----- EXTRACTED DATA -----

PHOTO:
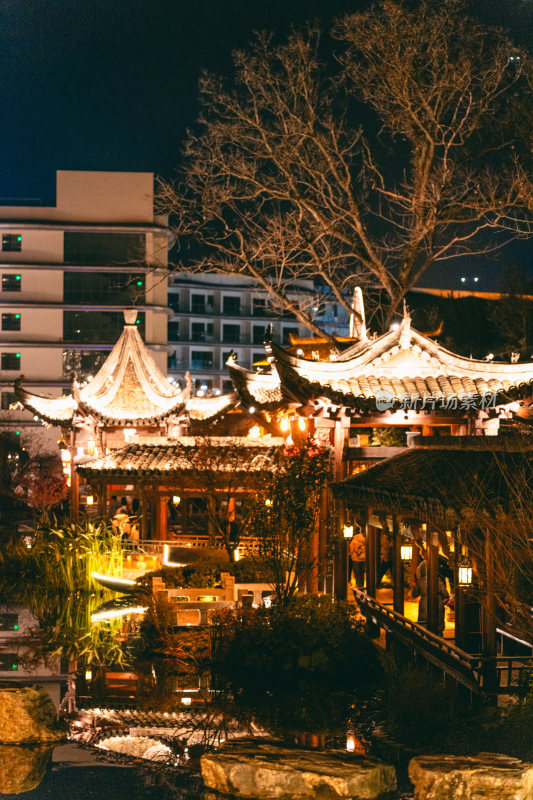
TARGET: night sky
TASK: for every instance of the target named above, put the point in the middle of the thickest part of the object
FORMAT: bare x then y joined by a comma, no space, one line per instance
112,84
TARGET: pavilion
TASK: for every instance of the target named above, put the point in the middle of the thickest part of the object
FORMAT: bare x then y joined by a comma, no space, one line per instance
129,399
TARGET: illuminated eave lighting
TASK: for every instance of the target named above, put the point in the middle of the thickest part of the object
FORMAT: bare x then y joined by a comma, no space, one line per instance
166,560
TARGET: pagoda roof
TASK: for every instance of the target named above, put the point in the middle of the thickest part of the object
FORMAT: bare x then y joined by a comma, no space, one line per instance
128,390
184,455
401,366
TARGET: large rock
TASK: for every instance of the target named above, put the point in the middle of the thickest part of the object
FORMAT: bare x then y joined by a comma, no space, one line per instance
269,770
22,768
487,776
27,716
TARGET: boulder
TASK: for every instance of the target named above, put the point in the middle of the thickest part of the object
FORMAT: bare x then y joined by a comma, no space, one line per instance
22,768
271,770
486,776
28,716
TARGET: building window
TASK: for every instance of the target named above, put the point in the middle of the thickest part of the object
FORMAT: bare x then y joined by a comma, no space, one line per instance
231,306
8,662
8,399
260,307
96,326
11,283
11,361
9,621
201,359
103,248
10,322
115,288
173,331
11,242
287,334
202,304
225,355
174,301
82,364
231,334
201,331
259,333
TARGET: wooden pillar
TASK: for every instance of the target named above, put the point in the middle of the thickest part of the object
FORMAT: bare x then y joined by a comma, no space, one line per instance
371,559
488,621
161,529
397,566
322,543
459,599
433,582
143,510
102,499
74,493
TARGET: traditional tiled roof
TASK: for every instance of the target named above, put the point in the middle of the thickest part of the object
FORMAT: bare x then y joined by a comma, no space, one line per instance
402,368
438,481
185,455
128,390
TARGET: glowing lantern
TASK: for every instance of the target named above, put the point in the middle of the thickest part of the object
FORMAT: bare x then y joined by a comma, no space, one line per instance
406,551
464,572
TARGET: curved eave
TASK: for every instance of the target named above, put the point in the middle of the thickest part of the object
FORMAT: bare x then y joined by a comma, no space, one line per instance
125,422
242,378
308,391
26,399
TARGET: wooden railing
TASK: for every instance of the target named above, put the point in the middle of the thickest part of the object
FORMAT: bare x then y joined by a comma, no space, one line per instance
501,674
155,547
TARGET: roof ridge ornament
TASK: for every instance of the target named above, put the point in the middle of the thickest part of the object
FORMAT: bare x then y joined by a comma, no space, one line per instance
405,329
130,316
357,316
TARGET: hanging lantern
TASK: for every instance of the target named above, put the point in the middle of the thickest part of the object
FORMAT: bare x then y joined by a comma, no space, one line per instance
406,552
464,572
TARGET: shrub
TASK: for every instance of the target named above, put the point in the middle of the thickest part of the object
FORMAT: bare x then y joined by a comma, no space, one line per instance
309,640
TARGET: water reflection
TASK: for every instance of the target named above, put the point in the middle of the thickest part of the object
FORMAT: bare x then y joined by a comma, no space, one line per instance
22,768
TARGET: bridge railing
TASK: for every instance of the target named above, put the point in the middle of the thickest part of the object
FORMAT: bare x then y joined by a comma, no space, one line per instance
500,674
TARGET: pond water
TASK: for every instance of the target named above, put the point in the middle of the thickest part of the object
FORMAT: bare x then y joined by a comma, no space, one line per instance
139,721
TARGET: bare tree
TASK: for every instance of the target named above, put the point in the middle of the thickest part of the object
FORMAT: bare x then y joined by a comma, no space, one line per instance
407,147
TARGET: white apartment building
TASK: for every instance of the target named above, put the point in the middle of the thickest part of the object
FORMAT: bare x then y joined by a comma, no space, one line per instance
215,314
67,273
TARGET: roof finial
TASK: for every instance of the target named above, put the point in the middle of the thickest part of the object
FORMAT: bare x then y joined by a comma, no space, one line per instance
357,317
130,316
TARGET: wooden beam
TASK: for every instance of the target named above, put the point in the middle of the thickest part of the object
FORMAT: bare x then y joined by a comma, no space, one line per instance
397,566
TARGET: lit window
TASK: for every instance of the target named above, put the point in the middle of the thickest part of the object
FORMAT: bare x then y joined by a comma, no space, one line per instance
11,283
11,242
10,322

-----

Which lines above include the word "lantern"? Show each one.

ANSWER SPACE —
TARGET: glowing lantern
TARGET: hanging lantern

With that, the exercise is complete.